= Beginning of Section =

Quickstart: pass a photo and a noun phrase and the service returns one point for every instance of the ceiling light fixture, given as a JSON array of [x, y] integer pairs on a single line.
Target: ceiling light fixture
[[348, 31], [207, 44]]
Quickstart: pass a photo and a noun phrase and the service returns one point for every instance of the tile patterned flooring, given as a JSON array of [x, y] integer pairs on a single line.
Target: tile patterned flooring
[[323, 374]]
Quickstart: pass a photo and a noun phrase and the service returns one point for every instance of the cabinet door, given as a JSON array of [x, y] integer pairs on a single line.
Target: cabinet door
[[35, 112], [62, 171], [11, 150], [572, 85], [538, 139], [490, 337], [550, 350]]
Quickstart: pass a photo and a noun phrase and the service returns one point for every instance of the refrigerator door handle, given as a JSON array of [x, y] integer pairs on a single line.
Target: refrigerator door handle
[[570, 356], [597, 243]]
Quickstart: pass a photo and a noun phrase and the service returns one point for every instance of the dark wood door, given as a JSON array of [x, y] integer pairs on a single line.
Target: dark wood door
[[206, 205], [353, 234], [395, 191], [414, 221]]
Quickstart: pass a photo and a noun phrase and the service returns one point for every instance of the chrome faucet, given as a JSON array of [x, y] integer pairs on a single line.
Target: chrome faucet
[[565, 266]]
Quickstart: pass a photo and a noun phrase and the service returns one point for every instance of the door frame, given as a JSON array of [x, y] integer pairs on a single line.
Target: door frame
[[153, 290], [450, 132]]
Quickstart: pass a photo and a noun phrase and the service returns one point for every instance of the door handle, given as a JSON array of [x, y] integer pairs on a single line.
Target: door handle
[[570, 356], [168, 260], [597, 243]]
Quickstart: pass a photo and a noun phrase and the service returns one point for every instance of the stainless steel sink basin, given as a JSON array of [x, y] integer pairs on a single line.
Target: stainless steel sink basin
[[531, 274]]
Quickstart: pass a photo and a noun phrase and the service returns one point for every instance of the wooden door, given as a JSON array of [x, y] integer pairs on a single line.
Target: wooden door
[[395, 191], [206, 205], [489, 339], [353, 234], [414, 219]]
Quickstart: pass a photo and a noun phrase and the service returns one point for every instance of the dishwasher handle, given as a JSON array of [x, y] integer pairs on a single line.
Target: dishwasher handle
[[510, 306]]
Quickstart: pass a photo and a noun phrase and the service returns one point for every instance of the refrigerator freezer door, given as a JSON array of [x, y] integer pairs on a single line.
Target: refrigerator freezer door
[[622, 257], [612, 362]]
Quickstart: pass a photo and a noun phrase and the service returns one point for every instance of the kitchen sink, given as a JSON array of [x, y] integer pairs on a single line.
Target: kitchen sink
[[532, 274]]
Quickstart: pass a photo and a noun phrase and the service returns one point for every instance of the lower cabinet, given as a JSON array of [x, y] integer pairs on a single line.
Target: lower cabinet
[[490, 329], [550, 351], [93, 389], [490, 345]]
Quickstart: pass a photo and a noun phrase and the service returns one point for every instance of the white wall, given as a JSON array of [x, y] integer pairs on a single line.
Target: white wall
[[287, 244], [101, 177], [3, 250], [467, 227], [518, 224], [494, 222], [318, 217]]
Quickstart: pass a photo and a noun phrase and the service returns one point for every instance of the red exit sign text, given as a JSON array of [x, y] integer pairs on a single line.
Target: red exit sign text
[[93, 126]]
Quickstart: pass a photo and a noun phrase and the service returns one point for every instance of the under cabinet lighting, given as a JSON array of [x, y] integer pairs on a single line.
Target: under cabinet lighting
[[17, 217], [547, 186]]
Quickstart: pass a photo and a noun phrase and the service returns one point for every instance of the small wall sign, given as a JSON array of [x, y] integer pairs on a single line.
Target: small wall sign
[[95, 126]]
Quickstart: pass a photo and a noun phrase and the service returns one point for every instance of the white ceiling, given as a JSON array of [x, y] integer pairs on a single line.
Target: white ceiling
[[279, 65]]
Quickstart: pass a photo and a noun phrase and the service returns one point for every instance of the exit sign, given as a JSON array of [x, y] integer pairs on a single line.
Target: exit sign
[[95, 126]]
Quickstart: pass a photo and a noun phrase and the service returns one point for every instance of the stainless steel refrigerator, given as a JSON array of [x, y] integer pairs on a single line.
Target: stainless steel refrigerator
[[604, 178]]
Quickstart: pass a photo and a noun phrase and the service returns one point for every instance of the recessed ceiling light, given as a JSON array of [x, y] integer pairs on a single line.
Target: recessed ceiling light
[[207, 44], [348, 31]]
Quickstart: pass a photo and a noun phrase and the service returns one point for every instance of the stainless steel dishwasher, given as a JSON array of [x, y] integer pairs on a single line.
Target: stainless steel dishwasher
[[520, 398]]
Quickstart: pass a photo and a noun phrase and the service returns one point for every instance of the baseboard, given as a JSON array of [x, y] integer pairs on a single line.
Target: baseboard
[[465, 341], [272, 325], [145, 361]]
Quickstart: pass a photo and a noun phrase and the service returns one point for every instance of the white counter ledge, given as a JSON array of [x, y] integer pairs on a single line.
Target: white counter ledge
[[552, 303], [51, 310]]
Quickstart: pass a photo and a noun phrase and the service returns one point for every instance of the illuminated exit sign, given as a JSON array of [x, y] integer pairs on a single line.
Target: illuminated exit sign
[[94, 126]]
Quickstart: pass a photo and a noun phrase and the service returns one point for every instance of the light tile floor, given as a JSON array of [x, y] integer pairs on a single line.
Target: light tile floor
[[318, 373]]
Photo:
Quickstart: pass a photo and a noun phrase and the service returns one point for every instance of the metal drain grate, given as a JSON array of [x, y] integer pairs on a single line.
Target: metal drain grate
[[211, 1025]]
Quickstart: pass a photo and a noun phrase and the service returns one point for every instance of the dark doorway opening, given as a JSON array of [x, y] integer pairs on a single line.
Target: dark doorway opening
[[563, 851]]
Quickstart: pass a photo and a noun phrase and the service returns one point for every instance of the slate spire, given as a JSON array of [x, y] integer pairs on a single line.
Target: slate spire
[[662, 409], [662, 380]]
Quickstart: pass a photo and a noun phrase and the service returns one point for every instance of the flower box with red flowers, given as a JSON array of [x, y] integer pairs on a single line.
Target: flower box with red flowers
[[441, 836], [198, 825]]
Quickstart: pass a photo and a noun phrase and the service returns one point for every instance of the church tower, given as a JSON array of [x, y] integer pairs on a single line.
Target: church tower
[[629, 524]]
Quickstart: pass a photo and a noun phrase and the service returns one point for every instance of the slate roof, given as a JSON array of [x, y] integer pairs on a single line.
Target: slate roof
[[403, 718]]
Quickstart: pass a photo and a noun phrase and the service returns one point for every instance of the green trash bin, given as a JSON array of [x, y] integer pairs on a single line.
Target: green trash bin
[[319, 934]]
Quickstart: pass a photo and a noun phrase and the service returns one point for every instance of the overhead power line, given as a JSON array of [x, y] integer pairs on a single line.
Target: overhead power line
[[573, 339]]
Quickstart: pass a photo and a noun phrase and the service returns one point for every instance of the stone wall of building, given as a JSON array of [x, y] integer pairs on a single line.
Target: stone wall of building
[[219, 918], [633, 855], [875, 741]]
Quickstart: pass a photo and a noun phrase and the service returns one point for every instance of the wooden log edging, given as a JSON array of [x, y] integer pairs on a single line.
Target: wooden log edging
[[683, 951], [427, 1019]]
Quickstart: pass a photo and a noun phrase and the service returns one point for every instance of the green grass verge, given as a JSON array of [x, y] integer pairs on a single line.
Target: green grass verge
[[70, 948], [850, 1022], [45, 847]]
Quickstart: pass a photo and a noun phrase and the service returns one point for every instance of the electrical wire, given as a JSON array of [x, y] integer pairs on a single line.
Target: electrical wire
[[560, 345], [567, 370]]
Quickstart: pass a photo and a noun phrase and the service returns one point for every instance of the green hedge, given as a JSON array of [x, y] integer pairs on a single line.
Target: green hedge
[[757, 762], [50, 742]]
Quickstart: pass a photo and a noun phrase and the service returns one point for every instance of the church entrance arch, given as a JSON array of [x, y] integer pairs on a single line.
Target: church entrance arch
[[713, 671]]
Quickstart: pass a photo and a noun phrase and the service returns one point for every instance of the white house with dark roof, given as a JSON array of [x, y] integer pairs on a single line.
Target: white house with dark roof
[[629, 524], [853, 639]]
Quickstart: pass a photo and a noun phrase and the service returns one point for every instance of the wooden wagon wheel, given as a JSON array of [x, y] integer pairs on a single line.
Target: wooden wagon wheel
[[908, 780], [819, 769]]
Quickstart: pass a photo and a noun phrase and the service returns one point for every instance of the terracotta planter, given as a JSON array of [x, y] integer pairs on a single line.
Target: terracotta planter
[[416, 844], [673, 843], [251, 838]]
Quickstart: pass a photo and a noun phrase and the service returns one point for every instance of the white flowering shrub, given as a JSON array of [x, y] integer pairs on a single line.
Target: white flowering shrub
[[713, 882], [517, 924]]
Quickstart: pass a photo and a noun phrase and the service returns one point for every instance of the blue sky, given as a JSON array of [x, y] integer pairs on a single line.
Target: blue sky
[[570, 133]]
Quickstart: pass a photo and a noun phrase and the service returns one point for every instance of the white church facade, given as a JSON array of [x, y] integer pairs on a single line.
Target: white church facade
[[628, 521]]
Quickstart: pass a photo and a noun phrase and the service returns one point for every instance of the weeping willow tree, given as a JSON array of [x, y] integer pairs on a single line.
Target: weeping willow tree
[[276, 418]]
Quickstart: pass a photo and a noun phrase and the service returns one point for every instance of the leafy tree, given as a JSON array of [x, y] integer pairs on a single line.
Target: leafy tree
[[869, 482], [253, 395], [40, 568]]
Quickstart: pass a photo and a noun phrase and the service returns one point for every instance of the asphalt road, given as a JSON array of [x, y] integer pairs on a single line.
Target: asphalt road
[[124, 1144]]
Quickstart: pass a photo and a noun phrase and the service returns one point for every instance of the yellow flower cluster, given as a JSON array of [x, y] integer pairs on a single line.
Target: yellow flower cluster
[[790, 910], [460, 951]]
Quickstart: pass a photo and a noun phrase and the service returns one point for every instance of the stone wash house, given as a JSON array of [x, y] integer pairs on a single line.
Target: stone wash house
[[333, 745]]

= End of Section =

### TASK BRIEF
Everything from the line with "Target: light tile floor" through the line with "of the metal" should be written out exactly as it appears above, end lines included, and nothing outside that range.

### TASK RESULT
Target: light tile floor
[[318, 373]]
Photo:
Quickstart: pass a photo and a noun phrase and the service returns one point for every instance of the metal drain grate, given as a JSON array of [x, y] integer pairs on a single line.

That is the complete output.